## TEXTO FORNECIDO

◆ ◆ ◆

A LEI DERRUBA MUROS,
O HOMEM LEVANTA MUROS.
Este é um desafio imposto pelo novo Código de Processo Civil que nada mais é do que uma atitude proativa dos atores envolvidos na relação jurídica que incentiva e/ou busca descobrir no indivíduo uma postura de provocação para a devida situação ou daquela ação em busca de uma tutela jurisdicional específica, célere e adequada.
Tínhamos uma tutela jurisdicional embasada no Código de Processo Civil de 1973 que fora idealizado por conceitos jurídicos, pessoais e comportamentais da cultura daquela época. A vida e seu cotidiano, a evolução da sociedade nos seus conceitos e comportamentos irão sempre precisar da revisão de suas legislações que cercam, no seu espaço geográfico, suas relações jurídicas. Tivemos uma vivência de um período de Regime Militar que ao ser substituído pelos princípios que regem a Democracia ocasionou, sem dúvida, uma necessidade urgente de uma revisão no então Código de Processo Civil. Nada mais prudente e necessário de trazer para o novo texto legal inovações comportamentais que antes não aplicado. Surge, portanto, o Código de Processo Civil de 2015, ou seja, tivemos um acúmulo de evolução cultural e comportamental durante 42 anos que com certeza precisam de uma nova leitura e adequação para formulação de uma legislação compatível, não integralmente, mas que fosse proximamente compatível à vida cotidiana e comportamental das relações humanas e jurídicas dos indivíduos viventes do “Continente” Brasil; pois, agregar novos valores de uma região continental impõe ao Legislador o desafio de buscar inserir na legislação o máximo de oportunidades jurídicas para a efetiva prestação do serviço jurisdicional, já que sendo o Poder Judicial um órgão público e mantido pelos impostos do cidadão brasileiro é, antes de tudo, um serviço que deve ser prestado com acessibilidade para todos, sem distinção, e com total independência e, principalmente, isonomia em suas decisões para o cidadão e não para o indivíduo direcionado ao favorecimento.

◆ ◆ ◆

## DADOS

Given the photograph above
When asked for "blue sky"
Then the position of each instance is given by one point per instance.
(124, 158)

◆ ◆ ◆

## OBJETIVO DO EXERCÍCIO
Dê continuidade ao texto sobre o novo Código de Processo Civil a partir do ponto em que ele termina. A listagem não tem nenhum papel aqui.

## RESULTADO DA TAREFA
O Princípio da Cooperação, importado do direito europeu, é um tema de abordagem ampla e inesgotável porque a sua subjetividade, ou seja, a sua amplitude, não possui um estágio ou fixação de legislação de leitura única ou de ação direta. Sua leitura acarreta muitas visões e uma axiologia temporal, aquela em que se adaptará, sempre, aos novos tempos, comportamentos e conceitos.
Estamos, portanto, tratando de Direito e busco na teoria das disposições jurídicas de Wesley Newcomb Hohfeld onde para Hohfeld “…a pista para encontrar o uso limitado do termo “direito” na linguagem jurídica ordinária reside no seu correlativo “dever”. Isso porque, mesmo os que utilizam “direito” em seu sentido amplo estão acostumados a pensar no “dever” como seu correlativo. Assim, cita trecho do julgado Lake Shore & M.S.R. Co. v. Kurtz, em que o dever (ou obrigação jurídica) é definido como sendo “o que alguém deve ou não deve fazer” e quando um “direito é invadido, um dever é violado”. De acordo com Hohfeld, se X tem um direito contra Y de que este ficará fora da propriedade do primeiro, o correlativo (e equivalente) é que Y tem o dever em face X de ficar fora da propriedade deste.”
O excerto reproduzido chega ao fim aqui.